**What the task asks**
Reproduce everything in the records below from the line containing "Spot the blonde" down to the line containing "[[155, 139]]", both included, with nothing changed.

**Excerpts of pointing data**

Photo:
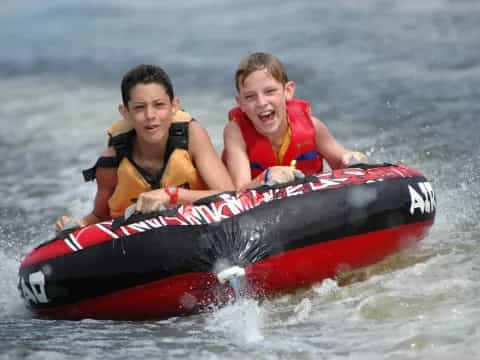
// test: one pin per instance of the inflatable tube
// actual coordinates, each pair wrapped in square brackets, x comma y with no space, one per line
[280,238]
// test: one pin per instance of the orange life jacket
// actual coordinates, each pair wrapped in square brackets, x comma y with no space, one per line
[302,147]
[179,169]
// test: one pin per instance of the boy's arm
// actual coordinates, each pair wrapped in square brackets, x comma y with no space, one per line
[334,153]
[106,183]
[211,168]
[236,158]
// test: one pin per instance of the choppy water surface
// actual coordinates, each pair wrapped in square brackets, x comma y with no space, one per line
[398,80]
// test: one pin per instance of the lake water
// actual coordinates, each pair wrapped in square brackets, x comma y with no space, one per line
[397,80]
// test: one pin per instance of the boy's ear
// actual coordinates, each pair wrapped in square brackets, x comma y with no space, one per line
[123,110]
[290,90]
[175,105]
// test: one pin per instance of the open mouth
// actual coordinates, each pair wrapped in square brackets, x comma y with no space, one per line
[266,116]
[151,128]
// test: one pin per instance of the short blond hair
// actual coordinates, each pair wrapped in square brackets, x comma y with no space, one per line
[260,61]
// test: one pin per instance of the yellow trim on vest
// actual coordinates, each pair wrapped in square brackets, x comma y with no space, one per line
[130,184]
[284,147]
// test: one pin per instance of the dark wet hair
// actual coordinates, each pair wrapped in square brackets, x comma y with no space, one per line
[260,61]
[145,74]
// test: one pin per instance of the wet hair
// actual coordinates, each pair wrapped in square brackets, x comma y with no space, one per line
[145,74]
[260,61]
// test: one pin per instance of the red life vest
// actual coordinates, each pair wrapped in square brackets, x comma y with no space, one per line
[302,146]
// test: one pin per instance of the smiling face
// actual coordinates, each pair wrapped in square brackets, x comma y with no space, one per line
[263,99]
[150,111]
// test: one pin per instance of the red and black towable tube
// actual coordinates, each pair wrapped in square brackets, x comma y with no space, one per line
[284,237]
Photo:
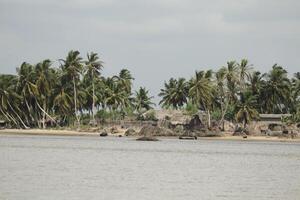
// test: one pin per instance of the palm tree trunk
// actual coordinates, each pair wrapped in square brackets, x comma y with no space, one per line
[3,113]
[44,112]
[28,108]
[75,101]
[93,106]
[18,116]
[209,118]
[8,116]
[223,111]
[44,115]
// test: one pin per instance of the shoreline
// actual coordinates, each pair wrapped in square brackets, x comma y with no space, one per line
[49,132]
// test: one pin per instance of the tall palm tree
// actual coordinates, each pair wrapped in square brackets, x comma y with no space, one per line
[124,80]
[115,96]
[72,65]
[142,100]
[232,77]
[93,67]
[201,92]
[276,91]
[174,94]
[246,108]
[244,72]
[45,79]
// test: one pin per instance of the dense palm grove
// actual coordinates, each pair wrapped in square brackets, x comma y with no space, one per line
[76,92]
[235,92]
[66,95]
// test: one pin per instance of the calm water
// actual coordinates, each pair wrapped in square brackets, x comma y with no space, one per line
[48,167]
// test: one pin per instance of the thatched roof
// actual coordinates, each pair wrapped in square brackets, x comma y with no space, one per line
[274,116]
[174,116]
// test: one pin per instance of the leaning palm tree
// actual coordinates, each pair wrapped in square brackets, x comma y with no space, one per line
[124,80]
[93,67]
[142,100]
[246,111]
[72,66]
[201,92]
[45,79]
[244,72]
[174,94]
[232,77]
[276,91]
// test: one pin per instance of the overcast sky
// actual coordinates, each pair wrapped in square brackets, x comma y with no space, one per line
[155,39]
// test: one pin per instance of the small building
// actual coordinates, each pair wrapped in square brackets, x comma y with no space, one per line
[272,118]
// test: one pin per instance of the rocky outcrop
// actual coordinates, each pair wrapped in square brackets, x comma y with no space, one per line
[130,132]
[155,131]
[145,138]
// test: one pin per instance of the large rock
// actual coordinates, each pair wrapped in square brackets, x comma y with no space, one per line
[155,131]
[130,132]
[144,138]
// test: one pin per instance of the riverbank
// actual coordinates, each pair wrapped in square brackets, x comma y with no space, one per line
[52,132]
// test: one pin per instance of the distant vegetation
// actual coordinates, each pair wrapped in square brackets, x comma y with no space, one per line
[77,91]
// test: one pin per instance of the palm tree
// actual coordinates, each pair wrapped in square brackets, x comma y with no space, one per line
[72,65]
[201,92]
[276,91]
[244,71]
[124,80]
[93,67]
[246,108]
[142,100]
[115,96]
[232,77]
[45,79]
[174,94]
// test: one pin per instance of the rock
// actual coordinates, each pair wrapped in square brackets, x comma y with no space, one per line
[130,132]
[114,130]
[188,137]
[144,138]
[103,134]
[151,131]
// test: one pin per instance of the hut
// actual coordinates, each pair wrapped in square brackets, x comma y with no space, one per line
[272,118]
[271,122]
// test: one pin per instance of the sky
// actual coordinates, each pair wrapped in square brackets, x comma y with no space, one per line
[154,39]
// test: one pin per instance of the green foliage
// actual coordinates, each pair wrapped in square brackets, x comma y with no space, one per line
[216,115]
[191,109]
[41,93]
[148,116]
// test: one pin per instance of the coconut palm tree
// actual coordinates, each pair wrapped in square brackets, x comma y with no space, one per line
[246,111]
[201,92]
[115,96]
[232,77]
[142,100]
[174,94]
[124,80]
[72,66]
[93,67]
[276,91]
[244,72]
[45,79]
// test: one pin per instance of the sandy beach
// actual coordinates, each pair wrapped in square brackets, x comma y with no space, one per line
[95,134]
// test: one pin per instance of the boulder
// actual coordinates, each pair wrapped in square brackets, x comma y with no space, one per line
[103,134]
[155,131]
[145,138]
[130,132]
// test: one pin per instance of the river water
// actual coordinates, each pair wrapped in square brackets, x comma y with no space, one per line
[57,167]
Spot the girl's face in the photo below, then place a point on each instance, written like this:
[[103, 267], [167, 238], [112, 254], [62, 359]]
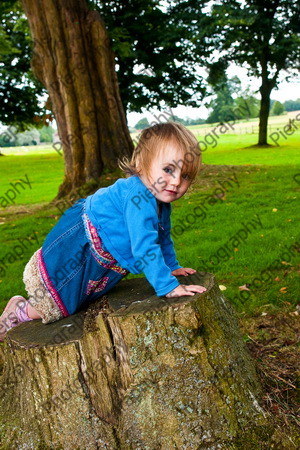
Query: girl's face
[[167, 181]]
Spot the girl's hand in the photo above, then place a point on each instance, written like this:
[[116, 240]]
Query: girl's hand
[[182, 290], [184, 271]]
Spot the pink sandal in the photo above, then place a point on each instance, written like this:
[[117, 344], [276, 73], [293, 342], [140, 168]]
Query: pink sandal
[[12, 315]]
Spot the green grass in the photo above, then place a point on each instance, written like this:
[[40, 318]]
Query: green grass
[[266, 183]]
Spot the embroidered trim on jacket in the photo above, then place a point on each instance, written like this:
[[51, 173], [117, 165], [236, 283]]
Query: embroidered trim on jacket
[[49, 285], [104, 258], [96, 286]]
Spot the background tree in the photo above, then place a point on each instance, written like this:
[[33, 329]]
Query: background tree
[[155, 51], [72, 57], [19, 89], [264, 36], [292, 105], [277, 109], [223, 104]]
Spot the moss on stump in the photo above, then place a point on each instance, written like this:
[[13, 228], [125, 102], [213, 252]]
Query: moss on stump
[[134, 371]]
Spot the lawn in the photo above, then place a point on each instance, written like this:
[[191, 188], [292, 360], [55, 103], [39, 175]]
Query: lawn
[[238, 221]]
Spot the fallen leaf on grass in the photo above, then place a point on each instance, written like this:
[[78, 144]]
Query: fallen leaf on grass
[[244, 288], [283, 290]]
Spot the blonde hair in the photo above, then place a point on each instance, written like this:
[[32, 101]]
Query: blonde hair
[[155, 139]]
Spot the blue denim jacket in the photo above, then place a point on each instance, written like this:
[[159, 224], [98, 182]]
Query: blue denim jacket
[[99, 240], [73, 263], [125, 215]]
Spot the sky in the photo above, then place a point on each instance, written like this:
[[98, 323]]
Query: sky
[[286, 91]]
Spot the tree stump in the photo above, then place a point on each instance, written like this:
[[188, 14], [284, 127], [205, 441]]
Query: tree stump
[[134, 371]]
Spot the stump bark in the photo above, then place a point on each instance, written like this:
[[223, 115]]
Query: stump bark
[[134, 371]]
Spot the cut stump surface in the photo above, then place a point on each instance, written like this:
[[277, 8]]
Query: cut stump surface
[[134, 371]]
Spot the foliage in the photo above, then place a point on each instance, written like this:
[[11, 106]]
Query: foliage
[[19, 89], [46, 133], [224, 106], [260, 35], [277, 109], [155, 50]]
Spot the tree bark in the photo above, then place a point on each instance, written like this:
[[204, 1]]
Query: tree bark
[[134, 371], [265, 91], [73, 59]]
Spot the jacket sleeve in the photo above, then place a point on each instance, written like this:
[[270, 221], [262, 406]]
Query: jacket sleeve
[[167, 244], [142, 224]]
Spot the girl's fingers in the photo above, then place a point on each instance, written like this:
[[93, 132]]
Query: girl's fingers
[[195, 288]]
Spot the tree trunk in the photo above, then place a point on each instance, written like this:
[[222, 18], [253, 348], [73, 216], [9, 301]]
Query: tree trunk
[[134, 371], [73, 59], [265, 91]]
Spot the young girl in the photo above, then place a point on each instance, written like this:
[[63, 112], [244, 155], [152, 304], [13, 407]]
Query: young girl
[[121, 228]]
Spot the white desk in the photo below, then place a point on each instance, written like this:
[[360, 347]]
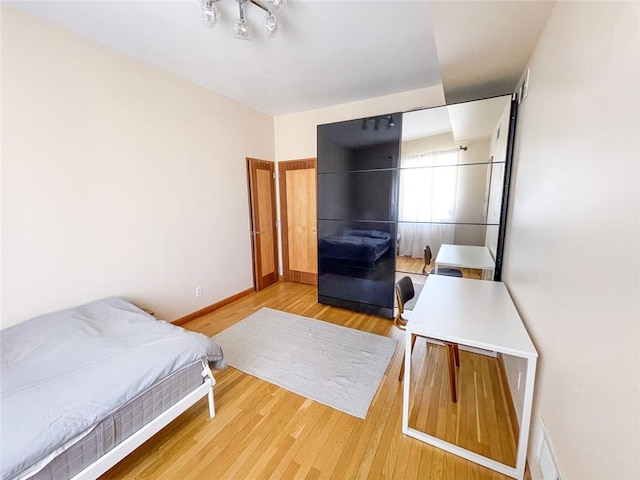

**The result**
Spot the blonde hair in the photo above, then place a point on each instance, written like this:
[[32, 101]]
Query: blonde hair
[[155, 139]]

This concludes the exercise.